■ Work to do
Can you reproduce the data from the line with "Identify a point on every instance of the paving" up to and including the line with "x=621 y=571", with "brick" changed to "tile" and nothing else altered? Give only those lines.
--------------------------------------------------
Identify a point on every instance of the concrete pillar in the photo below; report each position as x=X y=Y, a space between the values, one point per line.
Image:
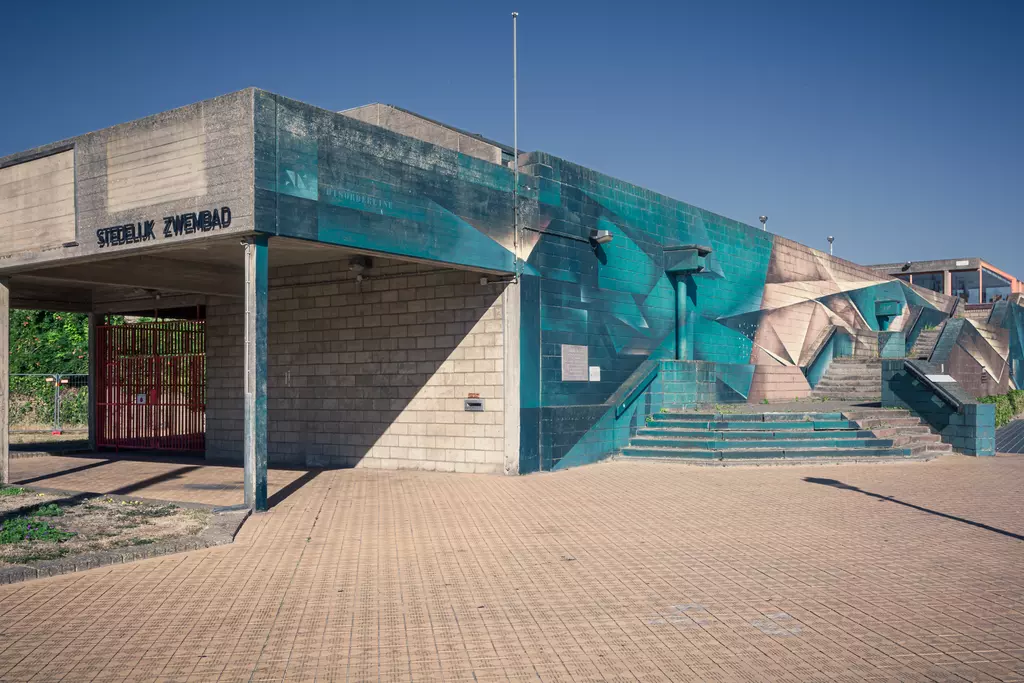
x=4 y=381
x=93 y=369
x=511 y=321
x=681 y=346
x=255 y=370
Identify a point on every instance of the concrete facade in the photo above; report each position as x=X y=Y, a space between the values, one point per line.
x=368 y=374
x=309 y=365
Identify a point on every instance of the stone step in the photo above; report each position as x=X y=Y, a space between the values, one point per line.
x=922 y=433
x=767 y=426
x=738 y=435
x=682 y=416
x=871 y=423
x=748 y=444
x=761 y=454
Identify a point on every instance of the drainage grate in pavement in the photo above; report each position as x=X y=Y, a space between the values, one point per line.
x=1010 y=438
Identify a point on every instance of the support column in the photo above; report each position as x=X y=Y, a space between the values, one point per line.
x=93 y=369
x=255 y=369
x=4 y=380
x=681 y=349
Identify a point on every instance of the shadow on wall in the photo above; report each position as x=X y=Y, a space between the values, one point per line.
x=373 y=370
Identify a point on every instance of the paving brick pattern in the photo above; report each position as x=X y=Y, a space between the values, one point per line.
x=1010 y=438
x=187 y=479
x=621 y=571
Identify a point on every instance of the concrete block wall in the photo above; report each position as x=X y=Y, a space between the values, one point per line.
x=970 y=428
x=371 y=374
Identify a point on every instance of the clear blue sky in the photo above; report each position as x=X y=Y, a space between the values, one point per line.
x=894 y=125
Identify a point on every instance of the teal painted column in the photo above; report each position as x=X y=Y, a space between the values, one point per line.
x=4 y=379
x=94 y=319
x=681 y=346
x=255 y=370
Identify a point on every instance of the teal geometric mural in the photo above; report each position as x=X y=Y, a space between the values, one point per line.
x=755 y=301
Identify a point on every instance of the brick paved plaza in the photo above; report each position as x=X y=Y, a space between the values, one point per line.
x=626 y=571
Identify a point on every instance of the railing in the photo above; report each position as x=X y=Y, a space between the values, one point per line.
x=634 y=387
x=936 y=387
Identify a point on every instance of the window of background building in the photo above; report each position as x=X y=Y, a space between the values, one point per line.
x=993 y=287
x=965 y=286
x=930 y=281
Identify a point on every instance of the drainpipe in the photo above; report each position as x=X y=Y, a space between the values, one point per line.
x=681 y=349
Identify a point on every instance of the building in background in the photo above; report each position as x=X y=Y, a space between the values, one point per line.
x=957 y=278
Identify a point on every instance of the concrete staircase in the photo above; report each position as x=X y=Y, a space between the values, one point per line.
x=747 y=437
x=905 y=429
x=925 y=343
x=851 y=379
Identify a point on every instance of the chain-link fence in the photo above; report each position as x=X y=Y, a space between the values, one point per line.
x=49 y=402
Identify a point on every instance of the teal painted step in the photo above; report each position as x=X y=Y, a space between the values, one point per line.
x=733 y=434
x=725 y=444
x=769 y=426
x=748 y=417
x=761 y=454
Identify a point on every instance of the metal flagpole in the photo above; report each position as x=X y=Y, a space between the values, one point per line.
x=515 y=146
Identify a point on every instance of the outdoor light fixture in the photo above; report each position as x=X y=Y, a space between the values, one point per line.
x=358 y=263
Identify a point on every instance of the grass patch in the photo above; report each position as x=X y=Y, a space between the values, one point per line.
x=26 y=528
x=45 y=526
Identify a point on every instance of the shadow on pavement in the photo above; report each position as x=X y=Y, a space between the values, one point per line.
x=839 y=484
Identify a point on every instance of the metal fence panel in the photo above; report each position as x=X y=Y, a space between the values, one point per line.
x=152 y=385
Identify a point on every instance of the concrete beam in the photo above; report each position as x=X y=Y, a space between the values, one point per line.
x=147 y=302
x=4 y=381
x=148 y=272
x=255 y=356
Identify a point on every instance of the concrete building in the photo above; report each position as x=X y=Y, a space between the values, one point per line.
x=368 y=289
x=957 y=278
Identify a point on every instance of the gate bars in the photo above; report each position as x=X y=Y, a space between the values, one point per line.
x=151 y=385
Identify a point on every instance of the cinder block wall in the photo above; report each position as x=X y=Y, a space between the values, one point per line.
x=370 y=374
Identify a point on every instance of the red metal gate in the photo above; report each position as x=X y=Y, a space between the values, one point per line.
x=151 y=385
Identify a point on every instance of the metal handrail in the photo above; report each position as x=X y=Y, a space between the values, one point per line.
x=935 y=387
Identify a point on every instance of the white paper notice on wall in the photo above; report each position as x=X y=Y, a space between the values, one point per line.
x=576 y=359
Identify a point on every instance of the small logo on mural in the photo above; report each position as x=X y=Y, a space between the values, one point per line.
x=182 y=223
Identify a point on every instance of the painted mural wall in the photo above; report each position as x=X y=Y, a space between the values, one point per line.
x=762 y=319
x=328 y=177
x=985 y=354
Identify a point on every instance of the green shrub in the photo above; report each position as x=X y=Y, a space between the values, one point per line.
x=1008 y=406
--------------------------------------------------
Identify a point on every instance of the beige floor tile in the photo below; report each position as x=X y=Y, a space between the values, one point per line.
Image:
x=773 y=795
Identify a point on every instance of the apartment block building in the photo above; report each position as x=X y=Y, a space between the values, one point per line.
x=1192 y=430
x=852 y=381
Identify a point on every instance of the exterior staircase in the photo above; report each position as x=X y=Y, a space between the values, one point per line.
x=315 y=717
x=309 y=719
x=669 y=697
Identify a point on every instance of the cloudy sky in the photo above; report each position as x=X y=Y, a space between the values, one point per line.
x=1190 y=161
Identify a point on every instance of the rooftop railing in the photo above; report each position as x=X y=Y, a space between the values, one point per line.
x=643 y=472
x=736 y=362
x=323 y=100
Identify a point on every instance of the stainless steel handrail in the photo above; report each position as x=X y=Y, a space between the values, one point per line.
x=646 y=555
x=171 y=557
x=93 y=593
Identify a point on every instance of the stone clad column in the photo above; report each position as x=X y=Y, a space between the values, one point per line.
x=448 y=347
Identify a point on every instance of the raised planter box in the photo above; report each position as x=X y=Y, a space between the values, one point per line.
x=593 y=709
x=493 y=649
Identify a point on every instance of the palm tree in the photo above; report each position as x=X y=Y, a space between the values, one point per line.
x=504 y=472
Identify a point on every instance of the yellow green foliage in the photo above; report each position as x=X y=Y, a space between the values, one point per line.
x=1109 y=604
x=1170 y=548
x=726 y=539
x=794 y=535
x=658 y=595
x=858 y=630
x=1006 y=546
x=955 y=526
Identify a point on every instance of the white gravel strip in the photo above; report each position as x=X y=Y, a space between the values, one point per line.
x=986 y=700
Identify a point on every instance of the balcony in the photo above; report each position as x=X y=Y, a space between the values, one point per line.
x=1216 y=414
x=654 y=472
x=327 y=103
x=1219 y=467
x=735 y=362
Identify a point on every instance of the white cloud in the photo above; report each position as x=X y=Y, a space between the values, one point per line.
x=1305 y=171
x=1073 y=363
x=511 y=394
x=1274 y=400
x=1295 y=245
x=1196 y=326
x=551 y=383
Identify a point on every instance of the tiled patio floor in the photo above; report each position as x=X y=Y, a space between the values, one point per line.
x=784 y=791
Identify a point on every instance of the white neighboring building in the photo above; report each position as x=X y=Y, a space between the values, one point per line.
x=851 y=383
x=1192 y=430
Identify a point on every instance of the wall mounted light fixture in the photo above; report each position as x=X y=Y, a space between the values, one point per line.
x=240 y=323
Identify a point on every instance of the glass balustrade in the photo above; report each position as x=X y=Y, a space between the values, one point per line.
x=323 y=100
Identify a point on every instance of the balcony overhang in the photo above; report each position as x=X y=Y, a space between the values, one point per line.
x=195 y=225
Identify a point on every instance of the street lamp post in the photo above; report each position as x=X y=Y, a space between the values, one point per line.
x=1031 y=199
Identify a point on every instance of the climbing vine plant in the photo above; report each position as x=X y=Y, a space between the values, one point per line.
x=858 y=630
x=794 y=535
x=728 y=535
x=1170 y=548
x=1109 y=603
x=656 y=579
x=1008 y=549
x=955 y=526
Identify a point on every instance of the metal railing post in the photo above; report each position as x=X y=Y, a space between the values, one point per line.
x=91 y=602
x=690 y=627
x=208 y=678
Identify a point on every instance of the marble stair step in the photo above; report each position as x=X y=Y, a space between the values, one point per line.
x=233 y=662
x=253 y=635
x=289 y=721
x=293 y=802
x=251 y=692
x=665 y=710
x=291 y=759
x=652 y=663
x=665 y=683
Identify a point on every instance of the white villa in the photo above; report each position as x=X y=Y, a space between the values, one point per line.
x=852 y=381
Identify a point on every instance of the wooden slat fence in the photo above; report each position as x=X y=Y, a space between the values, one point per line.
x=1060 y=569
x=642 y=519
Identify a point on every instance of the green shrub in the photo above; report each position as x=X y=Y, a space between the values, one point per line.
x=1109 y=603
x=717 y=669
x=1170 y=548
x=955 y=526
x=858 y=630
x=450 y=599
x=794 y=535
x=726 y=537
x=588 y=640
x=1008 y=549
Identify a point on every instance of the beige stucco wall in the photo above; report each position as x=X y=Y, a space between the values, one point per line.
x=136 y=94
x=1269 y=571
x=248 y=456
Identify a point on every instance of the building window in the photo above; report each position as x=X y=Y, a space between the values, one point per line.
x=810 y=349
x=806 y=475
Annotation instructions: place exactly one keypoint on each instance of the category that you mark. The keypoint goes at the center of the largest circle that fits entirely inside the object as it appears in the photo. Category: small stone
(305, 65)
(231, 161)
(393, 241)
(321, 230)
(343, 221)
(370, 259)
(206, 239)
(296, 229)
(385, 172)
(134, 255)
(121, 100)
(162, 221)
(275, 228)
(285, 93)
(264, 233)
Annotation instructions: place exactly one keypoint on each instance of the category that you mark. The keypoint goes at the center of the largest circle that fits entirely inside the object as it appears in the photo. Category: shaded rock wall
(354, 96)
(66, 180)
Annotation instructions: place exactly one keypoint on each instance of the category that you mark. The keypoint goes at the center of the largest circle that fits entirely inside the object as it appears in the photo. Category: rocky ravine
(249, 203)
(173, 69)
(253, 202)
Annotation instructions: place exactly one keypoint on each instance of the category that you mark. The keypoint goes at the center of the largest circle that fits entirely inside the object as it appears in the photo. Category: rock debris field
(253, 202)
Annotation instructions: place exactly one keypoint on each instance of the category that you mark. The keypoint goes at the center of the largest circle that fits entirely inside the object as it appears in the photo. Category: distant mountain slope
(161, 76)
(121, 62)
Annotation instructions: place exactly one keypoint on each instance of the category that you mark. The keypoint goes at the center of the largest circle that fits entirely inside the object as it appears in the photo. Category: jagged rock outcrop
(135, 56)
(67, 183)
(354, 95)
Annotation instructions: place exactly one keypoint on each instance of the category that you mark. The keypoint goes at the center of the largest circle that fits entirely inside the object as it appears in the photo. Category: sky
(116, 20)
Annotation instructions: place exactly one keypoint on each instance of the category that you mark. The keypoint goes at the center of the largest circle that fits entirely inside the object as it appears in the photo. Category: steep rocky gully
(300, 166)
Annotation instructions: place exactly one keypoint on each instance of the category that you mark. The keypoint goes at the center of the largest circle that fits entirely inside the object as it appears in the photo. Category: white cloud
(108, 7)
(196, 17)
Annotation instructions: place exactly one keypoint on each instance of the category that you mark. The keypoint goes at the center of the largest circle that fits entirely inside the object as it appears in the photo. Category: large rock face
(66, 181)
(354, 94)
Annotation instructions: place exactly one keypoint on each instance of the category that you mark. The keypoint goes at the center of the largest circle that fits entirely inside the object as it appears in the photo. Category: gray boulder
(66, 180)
--------------------------------------------------
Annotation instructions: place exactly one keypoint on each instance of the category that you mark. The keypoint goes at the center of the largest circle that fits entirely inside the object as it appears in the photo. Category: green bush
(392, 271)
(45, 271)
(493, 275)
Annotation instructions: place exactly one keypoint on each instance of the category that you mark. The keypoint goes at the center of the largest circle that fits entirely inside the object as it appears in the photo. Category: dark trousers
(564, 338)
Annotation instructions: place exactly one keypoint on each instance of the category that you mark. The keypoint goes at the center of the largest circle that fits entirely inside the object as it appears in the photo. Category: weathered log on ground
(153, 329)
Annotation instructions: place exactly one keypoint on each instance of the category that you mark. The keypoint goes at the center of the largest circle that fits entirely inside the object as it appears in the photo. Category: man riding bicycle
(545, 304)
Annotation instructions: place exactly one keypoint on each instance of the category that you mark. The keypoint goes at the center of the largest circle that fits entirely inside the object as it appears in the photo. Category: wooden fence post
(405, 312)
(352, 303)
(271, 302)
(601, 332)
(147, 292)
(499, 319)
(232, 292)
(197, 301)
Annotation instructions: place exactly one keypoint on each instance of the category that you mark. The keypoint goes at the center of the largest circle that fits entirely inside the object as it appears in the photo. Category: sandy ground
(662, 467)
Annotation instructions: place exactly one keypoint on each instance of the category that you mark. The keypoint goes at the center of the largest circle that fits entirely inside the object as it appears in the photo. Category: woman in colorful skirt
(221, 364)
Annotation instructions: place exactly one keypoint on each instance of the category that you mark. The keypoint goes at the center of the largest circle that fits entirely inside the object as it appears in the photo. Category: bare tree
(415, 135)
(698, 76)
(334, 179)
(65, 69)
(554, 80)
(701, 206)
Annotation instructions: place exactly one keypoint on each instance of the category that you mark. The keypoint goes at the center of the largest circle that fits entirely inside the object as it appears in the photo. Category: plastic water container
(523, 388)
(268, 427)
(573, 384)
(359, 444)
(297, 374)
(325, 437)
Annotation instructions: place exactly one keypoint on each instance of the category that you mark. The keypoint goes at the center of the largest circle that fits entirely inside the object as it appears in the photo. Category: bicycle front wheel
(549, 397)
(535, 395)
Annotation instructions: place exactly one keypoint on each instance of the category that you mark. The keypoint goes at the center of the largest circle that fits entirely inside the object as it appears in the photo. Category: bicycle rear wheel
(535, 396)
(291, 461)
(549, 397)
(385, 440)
--------------------------------------------------
■ Full solution
Identify a point on every instance of the paving tile pattern in the photo above; report each position as x=X y=Y, a space between the values, one point per line.
x=1010 y=438
x=187 y=479
x=621 y=571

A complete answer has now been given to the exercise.